§ Problems:
1) In the forum thread about Segway entering the ATV/UTV market, for about how much can most truly performance-competitive machines be bought?
2) Continue the forum thread about Segway entering the ATV/UTV market from the point where it stops.

§ Given text:
# Segway is in the ATV/UTV game??



## Polaris425 (Dec 16, 2004)

I had no idea. Did y’all?











Sent from my iPhone using Tapatalk


----------



## NMKawierider (Apr 11, 2009)

I did not...


----------



## SparkyPrep (Aug 17, 2020)

Could be “fake news”


----------



## SuperATV (May 3, 2010)

Lol! They look pretty cool on paper! I don't think they've really been released yet. At least not in the US. I think they're $$$$$ too.


----------



## SparkyPrep (Aug 17, 2020)

Yea. If it is real, and not just a "concept", that is GREAT, but it has to be price-competitive for what you get. Most machines that are truly performance-competitive can be had for around $20k. Sure, there are higher-end machines that are considered "premium" that can go for as much as $30k, but those are a niche market, in my opinion. For $20k, you can buy a bad-a$$ machine.


----------



## Polaris425 (Dec 16, 2004)

§ Listed records:
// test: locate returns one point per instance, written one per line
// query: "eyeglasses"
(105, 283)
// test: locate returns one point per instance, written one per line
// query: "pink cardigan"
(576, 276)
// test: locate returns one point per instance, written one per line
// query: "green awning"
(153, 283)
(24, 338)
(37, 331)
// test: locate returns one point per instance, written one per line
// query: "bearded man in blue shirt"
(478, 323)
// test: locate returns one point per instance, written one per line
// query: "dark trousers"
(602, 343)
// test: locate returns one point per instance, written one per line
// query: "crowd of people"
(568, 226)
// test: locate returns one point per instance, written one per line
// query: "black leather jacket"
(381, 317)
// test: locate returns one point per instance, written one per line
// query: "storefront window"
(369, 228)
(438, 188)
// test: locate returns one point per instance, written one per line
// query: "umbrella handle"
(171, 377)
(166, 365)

§ Exercise responses:
1) Around $20k.

2)
Website says they are available for sale in Australia. The sport SxS looks really good.. the others, not so much...

Home | Segway Powersports


----------



## Slydog (Aug 10, 2020)

*Segway’s New 181 Horsepower Hybrid Sport UTV’s

that's off the internet
it must be true 😁 *


----------



## Polaris425 (Dec 16, 2004)

lol... the only one's I saw that are available are the 570cc Gas engine in the quad, and 1000 in the SxS


----------



## Slydog (Aug 10, 2020)

Says they are going to give can am and polaris competition.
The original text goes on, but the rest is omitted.